Passage given
::::::::
January 13th, 2006 · Posted by Skuds in Politics · No Comments · Politics

I could not stay for the entire meeting, but read through much of the paperwork and listened to some of the questions and answers, which prompted a few random and unconnected thoughts.

  • I could not believe how much more serious and businesslike the meeting was than any of the borough council ones I have been to. Not very exciting to watch, mind you, but refreshing. Maybe its just a Crawley thing and we are all stroppy, rude and boisterous here and it shows in our meetings. A more charitable spin on that would be to say we are more lively and colourful.
  • The sound system in the town hall is still atrocious. I found it hard to catch eveything that was being said. If the meeting had behaved like a CBC meeting I would have heard nothing. Likewise, the few members of the public were quiet too which helped make it audible. That sound system has never really worked well, and I am starting to think that it never will.
  • I had a feeling that the people running the county council were the most adept local politicians I have ever encountered. Unfortunately I am talking about the senior officers. There are often suggestions that the borough council is too officer-led and I really felt that the county council is too.
::::::::
Material supplied
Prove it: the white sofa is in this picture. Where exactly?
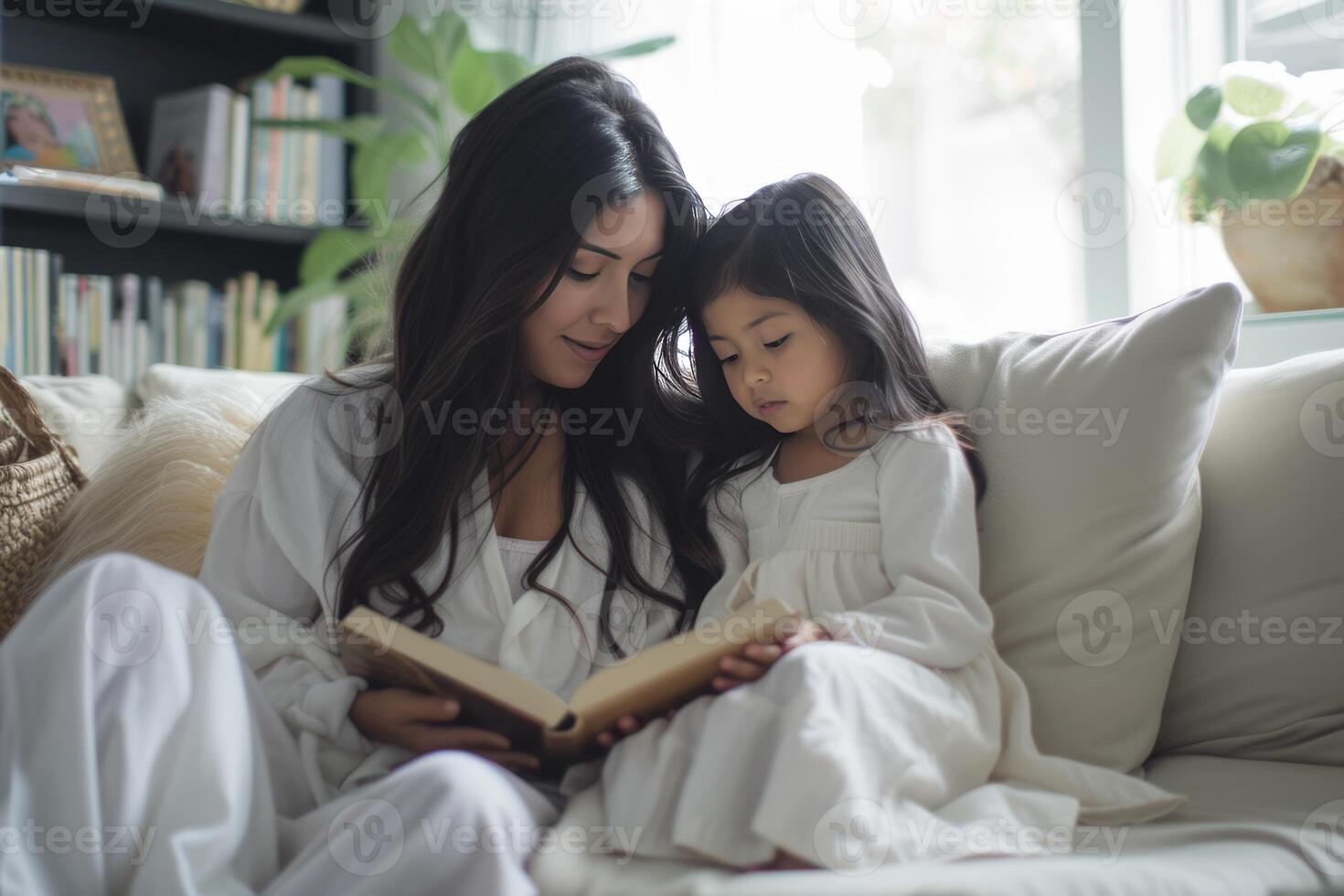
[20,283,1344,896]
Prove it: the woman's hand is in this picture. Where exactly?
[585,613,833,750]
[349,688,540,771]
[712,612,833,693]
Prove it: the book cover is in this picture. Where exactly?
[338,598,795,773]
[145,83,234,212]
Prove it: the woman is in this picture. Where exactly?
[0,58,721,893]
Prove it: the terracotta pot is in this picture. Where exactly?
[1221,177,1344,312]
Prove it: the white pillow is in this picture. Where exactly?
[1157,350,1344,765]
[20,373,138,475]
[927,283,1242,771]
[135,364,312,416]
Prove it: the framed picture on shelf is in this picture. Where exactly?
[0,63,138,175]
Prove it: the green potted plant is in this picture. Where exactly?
::::::::
Required work
A: Can you return the council meeting post word for word, from "I could not stay" to "and unconnected thoughts."?
B: According to the council meeting post, why could the writer still hear much of what was said despite the town hall's poor sound system? Answer in one to three sentences.

In response
A:
I could not stay for the entire meeting, but read through much of the paperwork and listened to some of the questions and answers, which prompted a few random and unconnected thoughts.

B: The meeting was serious and businesslike rather than rowdy like a CBC meeting, which the writer says would have been impossible to hear. The few members of the public also stayed quiet, which helped keep the meeting audible.